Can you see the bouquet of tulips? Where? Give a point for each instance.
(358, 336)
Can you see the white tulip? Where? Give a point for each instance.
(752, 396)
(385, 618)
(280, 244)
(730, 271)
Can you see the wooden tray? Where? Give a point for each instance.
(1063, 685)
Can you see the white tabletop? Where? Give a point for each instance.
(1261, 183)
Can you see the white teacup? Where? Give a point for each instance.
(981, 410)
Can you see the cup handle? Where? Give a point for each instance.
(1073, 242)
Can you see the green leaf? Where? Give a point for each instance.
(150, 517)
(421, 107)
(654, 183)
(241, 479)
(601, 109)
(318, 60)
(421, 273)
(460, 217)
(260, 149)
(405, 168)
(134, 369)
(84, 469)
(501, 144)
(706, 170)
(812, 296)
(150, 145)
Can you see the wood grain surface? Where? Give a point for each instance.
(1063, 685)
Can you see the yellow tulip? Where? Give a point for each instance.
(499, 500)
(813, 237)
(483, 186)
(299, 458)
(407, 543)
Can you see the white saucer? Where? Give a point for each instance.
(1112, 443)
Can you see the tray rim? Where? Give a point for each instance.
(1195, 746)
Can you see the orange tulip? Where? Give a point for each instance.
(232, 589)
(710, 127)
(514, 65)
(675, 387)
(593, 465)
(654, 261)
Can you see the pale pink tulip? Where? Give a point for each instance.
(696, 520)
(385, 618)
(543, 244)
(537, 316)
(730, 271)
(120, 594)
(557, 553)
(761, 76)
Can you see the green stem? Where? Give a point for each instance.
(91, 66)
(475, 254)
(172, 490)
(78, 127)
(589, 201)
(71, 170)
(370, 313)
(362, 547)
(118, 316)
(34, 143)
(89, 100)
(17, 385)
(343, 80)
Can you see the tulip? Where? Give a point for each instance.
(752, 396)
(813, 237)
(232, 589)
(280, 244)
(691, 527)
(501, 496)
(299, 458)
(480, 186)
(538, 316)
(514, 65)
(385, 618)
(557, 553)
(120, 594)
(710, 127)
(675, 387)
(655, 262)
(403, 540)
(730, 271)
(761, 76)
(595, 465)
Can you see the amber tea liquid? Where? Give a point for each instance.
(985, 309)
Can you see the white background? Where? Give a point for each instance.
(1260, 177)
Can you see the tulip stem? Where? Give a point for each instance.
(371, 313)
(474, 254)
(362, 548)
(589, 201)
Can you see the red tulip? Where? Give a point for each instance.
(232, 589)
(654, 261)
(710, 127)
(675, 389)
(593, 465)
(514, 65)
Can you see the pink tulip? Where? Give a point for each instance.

┄┄┄┄┄┄┄┄┄┄┄┄┄┄┄┄┄┄┄┄

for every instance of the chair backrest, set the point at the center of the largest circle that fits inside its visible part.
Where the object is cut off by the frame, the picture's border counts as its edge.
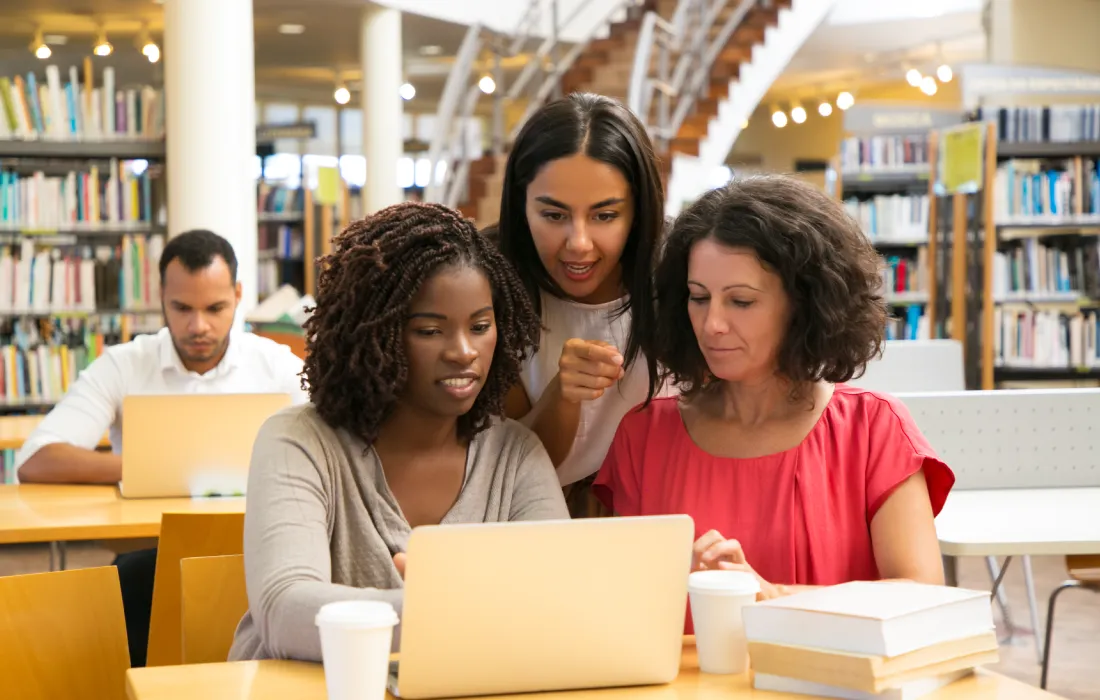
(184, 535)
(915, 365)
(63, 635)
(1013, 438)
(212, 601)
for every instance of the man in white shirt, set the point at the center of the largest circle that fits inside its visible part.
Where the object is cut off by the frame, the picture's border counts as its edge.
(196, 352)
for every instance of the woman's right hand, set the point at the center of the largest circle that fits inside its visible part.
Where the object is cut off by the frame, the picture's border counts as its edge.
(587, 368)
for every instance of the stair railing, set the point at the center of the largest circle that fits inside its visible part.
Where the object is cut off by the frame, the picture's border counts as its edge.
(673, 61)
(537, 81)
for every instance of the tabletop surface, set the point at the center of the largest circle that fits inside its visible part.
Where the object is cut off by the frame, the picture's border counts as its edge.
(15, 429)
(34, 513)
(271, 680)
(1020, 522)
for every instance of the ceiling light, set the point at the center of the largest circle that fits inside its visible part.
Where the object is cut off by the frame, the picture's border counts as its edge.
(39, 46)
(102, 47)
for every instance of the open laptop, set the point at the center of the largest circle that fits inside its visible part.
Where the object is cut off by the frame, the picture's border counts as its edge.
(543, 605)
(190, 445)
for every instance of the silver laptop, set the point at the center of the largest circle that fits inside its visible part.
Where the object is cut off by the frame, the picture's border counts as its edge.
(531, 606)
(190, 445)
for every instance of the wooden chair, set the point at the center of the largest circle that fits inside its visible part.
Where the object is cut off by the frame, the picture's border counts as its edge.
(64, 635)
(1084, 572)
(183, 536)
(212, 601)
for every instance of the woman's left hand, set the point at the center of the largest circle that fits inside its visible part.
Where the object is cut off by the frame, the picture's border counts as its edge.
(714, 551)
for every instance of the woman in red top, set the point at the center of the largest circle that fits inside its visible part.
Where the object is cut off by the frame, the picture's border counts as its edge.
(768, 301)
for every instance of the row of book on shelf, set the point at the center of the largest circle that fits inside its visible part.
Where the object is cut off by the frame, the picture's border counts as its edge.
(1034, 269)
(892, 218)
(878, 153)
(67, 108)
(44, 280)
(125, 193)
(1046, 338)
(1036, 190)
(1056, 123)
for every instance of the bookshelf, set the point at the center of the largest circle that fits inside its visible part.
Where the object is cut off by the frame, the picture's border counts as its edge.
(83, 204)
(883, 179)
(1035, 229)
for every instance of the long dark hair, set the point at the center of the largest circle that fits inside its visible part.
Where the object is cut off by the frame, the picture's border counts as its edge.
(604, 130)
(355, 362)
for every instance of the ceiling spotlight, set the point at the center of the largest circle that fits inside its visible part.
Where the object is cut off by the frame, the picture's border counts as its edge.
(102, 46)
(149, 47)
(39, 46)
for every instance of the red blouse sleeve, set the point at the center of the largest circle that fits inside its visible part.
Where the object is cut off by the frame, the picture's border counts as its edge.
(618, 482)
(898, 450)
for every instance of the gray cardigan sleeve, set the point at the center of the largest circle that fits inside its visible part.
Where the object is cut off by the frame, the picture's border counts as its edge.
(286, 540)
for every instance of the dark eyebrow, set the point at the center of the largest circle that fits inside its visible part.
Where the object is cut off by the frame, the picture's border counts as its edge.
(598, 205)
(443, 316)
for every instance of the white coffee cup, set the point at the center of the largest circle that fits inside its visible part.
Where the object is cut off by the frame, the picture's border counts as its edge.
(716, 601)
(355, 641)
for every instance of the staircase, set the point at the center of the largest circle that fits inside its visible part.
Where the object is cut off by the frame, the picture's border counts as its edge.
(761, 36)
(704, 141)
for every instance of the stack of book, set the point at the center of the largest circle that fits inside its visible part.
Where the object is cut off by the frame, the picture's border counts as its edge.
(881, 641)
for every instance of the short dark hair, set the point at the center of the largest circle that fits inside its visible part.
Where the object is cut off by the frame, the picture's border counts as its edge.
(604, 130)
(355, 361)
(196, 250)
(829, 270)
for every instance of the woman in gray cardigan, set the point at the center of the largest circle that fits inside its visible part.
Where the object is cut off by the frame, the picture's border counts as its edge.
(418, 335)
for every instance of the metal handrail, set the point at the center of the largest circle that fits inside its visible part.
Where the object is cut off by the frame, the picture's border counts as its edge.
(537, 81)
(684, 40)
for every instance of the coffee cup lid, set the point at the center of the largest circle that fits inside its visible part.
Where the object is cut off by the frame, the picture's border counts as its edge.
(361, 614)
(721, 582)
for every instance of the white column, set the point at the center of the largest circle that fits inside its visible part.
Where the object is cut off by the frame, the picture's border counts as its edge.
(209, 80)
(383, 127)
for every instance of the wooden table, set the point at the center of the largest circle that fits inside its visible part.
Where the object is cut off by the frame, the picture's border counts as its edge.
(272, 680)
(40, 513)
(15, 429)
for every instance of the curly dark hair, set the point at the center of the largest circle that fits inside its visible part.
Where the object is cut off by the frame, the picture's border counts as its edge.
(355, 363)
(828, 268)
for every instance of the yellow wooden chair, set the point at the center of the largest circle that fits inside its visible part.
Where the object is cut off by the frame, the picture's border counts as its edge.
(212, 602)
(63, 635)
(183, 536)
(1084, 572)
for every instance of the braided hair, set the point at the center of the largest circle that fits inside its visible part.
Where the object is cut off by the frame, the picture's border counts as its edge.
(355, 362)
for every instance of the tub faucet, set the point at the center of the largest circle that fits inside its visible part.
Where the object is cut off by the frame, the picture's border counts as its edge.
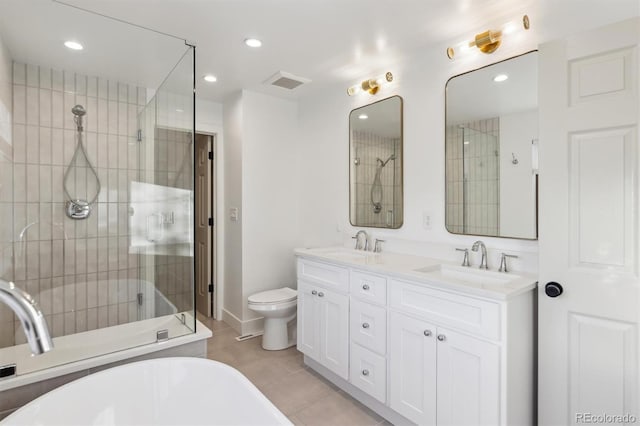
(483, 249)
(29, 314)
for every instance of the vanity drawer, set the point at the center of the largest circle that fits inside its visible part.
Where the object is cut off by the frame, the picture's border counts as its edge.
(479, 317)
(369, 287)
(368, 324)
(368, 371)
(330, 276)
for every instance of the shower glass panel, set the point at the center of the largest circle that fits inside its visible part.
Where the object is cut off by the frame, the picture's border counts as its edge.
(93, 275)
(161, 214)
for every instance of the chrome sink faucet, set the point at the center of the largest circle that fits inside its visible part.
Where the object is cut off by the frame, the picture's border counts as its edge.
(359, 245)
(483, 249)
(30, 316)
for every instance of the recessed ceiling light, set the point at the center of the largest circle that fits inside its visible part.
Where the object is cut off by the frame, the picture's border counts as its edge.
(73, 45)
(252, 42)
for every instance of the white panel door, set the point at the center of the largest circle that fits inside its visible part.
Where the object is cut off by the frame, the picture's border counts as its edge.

┄┄┄┄┄┄┄┄┄┄┄┄┄┄┄┄┄┄┄┄

▶ [What you have to do]: Reproduce each line from the data that has "panel" in it.

▶ [Answer section]:
for every instance of the shower glass panel, set the point at the center of the largest circle that fits inside its visible part.
for every instance of the white panel door, set the point at the center of the largest circle that fits inside its visible part.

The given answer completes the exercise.